Records below:
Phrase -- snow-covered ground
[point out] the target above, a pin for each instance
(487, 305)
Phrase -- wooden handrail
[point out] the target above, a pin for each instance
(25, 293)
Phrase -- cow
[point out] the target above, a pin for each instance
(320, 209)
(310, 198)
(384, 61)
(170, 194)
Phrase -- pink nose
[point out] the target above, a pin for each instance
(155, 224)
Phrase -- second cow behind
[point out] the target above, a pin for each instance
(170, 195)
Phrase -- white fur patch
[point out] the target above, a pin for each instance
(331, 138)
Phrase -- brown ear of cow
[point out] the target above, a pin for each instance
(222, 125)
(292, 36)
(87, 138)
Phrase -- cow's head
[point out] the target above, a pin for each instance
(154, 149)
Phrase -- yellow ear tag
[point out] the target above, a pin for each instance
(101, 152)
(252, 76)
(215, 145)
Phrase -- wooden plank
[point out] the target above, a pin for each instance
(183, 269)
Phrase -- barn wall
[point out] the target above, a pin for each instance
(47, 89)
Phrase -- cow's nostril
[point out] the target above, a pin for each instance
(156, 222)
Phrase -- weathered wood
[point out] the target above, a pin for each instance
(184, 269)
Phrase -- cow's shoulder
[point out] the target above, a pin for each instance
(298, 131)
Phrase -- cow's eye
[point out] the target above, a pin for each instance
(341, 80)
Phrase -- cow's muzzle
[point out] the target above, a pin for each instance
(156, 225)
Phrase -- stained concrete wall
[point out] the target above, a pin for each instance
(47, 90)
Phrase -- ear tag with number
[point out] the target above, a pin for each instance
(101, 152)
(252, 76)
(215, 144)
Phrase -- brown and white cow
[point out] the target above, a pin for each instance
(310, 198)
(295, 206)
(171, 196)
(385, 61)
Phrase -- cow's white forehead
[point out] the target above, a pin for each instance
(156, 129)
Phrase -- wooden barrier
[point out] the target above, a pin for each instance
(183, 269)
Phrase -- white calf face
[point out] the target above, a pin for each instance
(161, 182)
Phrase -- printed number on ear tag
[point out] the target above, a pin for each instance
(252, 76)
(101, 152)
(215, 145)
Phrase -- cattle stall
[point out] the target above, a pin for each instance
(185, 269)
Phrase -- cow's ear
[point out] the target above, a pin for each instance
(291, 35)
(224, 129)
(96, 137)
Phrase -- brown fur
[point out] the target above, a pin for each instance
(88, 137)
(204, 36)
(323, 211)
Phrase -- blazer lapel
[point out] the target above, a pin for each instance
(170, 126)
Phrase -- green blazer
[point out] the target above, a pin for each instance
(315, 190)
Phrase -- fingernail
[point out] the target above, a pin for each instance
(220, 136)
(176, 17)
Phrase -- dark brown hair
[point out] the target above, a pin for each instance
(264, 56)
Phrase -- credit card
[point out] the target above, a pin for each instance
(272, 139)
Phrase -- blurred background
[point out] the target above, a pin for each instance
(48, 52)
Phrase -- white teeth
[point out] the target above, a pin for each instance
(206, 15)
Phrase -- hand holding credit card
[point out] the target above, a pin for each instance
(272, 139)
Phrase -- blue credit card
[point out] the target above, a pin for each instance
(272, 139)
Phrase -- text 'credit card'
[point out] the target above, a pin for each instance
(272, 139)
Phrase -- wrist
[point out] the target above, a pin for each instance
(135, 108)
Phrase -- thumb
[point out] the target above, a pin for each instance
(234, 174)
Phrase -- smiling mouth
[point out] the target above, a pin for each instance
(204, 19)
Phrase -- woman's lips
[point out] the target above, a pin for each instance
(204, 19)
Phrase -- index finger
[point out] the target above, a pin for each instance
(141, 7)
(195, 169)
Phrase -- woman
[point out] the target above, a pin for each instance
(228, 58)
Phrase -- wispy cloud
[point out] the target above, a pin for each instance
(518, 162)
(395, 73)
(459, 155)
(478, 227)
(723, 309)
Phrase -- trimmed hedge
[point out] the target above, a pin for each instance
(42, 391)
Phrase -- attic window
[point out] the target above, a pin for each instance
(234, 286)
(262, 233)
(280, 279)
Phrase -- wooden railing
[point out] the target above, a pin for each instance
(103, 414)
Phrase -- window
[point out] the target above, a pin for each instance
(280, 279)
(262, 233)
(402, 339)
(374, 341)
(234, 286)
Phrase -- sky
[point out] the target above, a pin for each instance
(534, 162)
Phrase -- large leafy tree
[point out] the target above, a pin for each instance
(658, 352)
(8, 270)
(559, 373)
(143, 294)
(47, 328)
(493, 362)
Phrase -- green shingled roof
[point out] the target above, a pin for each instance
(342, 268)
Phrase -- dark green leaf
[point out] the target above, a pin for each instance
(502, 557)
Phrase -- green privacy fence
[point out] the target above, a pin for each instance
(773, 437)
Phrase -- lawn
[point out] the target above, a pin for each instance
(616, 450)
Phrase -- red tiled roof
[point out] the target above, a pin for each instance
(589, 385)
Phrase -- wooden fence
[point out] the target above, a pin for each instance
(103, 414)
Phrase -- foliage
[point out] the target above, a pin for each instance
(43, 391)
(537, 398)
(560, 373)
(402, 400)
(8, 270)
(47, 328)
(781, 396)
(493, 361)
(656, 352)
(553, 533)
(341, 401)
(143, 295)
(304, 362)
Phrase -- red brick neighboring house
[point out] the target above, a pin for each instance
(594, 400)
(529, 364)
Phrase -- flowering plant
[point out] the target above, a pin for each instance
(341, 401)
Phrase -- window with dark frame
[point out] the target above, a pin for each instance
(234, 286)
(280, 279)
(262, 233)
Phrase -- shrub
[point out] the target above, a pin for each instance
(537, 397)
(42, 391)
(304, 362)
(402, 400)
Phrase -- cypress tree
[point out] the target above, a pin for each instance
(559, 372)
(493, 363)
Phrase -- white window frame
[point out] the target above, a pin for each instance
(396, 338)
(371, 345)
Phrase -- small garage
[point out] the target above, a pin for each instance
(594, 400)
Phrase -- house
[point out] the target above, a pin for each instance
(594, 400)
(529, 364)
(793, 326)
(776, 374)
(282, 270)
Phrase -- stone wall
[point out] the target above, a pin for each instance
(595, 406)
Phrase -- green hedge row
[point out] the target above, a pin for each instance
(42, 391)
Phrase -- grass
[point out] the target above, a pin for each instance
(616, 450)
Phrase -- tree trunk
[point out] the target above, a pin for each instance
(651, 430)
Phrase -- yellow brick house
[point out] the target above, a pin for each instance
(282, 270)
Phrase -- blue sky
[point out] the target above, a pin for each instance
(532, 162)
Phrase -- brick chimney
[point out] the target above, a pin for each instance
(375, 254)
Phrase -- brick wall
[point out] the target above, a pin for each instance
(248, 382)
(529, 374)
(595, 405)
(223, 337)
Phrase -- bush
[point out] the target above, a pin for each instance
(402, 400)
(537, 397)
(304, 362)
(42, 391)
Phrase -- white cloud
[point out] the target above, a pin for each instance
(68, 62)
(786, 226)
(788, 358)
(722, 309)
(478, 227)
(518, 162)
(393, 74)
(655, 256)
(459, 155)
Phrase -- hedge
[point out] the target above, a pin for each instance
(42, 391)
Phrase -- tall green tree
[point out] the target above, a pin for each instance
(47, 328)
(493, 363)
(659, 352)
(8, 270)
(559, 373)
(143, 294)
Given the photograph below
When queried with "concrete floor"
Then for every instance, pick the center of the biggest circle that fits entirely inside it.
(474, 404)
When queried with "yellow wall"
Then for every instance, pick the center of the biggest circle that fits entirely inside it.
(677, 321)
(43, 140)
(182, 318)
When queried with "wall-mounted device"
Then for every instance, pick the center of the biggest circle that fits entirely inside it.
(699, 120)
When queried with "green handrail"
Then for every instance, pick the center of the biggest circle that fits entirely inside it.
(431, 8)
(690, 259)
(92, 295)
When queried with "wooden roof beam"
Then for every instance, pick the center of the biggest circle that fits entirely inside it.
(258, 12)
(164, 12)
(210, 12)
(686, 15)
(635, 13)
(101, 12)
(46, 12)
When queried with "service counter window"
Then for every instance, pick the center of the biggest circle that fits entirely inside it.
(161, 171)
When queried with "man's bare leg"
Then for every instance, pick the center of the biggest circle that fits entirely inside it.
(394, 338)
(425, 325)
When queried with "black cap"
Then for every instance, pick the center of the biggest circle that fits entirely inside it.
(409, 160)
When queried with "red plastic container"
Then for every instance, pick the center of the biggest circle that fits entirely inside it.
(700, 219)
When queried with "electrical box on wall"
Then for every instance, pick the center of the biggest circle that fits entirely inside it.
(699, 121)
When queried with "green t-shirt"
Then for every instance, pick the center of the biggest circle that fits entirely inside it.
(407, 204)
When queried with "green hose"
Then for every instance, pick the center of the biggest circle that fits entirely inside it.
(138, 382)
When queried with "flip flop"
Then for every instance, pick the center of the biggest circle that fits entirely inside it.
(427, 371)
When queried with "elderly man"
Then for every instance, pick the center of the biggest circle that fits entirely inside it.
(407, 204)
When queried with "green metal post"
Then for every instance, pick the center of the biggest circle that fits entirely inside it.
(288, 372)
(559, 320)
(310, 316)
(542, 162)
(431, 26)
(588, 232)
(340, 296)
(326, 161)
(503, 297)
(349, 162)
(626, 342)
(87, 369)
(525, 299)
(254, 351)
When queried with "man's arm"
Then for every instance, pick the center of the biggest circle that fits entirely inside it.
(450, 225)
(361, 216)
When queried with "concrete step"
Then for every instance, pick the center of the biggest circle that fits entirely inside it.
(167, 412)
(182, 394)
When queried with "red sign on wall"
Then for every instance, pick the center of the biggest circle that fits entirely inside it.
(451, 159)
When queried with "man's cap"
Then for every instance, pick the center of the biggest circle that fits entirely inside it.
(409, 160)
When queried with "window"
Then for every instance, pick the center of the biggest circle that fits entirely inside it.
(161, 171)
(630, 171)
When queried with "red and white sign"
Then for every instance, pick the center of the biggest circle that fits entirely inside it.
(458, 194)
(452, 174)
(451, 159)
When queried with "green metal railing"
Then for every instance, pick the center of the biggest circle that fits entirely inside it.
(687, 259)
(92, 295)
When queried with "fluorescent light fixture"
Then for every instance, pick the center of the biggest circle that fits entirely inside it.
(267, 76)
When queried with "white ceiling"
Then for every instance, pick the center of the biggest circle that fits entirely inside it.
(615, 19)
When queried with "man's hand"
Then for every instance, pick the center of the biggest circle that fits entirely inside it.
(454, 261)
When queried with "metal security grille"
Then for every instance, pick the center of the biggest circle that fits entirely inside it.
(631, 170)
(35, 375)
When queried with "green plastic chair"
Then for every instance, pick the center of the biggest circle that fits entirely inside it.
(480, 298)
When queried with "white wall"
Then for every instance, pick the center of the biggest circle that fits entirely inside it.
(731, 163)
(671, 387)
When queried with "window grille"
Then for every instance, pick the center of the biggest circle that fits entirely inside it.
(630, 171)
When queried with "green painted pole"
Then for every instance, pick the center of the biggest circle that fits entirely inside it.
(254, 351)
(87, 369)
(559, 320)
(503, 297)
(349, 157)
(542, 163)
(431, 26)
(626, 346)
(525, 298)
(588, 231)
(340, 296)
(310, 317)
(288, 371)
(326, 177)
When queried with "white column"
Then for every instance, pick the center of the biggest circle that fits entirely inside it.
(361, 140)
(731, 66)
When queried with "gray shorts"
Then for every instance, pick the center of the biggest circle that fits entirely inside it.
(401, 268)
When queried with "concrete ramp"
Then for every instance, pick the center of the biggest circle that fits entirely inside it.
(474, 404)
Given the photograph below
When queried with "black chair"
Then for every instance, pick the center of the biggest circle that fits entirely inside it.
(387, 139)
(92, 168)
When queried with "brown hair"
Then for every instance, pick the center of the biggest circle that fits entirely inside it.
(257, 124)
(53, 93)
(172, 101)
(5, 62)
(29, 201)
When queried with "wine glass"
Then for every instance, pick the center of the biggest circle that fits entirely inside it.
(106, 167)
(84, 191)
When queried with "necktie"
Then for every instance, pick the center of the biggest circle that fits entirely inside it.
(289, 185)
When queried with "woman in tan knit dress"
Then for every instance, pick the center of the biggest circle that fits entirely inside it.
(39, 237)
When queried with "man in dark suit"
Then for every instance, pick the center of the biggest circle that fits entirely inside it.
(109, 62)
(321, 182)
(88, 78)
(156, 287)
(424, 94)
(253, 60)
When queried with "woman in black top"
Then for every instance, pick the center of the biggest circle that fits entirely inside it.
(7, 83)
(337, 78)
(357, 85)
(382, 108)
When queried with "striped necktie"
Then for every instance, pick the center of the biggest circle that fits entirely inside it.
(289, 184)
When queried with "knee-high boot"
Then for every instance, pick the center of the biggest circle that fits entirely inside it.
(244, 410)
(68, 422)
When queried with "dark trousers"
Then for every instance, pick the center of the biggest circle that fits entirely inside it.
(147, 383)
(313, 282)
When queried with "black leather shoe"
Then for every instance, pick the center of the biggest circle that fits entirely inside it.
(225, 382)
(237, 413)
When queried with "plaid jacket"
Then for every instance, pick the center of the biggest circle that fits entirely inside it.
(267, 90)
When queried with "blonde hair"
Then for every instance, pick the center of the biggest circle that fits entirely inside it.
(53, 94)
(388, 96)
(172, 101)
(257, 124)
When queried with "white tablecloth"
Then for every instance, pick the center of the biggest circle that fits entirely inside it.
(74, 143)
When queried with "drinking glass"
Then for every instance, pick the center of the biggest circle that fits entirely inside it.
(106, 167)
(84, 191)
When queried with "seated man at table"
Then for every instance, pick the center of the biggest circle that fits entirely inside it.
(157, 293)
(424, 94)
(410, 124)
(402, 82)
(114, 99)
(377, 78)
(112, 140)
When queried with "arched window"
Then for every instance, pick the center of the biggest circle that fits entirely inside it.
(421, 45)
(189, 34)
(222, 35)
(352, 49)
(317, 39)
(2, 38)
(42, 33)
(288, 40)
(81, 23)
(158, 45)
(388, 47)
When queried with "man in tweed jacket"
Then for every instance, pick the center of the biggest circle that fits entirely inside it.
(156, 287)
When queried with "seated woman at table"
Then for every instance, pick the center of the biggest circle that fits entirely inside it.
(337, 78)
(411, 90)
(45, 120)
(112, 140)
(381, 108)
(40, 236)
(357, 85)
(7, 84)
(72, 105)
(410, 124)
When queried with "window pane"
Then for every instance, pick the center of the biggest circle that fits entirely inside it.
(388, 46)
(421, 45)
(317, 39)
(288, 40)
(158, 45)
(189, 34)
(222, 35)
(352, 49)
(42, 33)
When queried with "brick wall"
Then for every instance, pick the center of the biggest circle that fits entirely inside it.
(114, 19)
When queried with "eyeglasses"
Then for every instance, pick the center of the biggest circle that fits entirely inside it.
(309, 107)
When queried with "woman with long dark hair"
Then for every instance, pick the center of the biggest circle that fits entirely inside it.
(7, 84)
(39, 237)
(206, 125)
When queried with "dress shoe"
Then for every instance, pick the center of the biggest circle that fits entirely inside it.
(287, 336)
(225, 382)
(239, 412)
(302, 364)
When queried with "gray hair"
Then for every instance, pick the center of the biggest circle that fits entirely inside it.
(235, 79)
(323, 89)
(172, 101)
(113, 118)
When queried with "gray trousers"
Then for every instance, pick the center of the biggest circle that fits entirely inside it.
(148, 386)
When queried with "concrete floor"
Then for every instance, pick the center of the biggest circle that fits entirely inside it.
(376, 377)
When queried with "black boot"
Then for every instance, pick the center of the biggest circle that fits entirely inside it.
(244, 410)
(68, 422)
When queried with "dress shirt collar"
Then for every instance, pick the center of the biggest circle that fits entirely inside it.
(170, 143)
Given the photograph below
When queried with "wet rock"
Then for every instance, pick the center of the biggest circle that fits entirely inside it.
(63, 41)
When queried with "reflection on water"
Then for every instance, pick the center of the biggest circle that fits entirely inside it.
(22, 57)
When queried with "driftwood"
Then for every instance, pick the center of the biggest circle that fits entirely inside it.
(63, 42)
End of Records.
Problem to work on
All that should be written out is the stretch of lines above between the one holding "Phrase -- foliage" and the one holding "Phrase -- window with dark frame", inclusive, exactly as given.

Expected answer
Phrase -- foliage
[point out] the target above, a pin for each instance
(43, 391)
(537, 398)
(560, 373)
(402, 400)
(8, 270)
(47, 328)
(781, 396)
(493, 361)
(656, 352)
(553, 533)
(341, 401)
(143, 295)
(304, 362)
Phrase -- red brick neighboring house
[point out] the target above, a pin for each instance
(594, 400)
(529, 364)
Phrase -- flowering plant
[point out] the target above, a pin for each instance
(341, 401)
Phrase -- window with dark frame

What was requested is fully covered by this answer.